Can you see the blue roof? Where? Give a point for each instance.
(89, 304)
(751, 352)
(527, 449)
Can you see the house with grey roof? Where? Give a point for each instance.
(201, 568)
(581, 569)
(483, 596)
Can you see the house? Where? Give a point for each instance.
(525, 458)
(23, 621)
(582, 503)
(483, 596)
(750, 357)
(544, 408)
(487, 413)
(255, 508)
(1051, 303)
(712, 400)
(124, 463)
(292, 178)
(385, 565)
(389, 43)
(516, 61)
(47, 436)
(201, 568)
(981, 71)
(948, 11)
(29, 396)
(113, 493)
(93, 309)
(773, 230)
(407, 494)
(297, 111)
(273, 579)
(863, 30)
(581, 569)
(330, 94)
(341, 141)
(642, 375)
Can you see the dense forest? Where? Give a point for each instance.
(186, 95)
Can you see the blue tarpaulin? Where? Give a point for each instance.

WHAT THE TASK ASKS →
Starting with the line that contains "Can you see the house with", output every line through the end of the listing above, unchanged.

EXERCISE OUTPUT →
Can you see the house with grey roof? Where? Give a point for each instance.
(201, 568)
(581, 569)
(483, 596)
Can you see the house? Where? Give a point for each instance.
(525, 458)
(23, 621)
(582, 503)
(483, 596)
(750, 357)
(544, 408)
(487, 413)
(255, 508)
(1051, 303)
(712, 400)
(124, 463)
(292, 178)
(385, 565)
(389, 43)
(516, 61)
(47, 436)
(201, 568)
(981, 71)
(948, 11)
(29, 396)
(113, 493)
(93, 309)
(773, 230)
(407, 494)
(297, 111)
(273, 579)
(863, 30)
(581, 569)
(330, 94)
(341, 141)
(642, 375)
Can you see the dense forest? Where? Give a point for each instance.
(186, 95)
Can you see the blue tarpaulin? Where? Give a point for each instance.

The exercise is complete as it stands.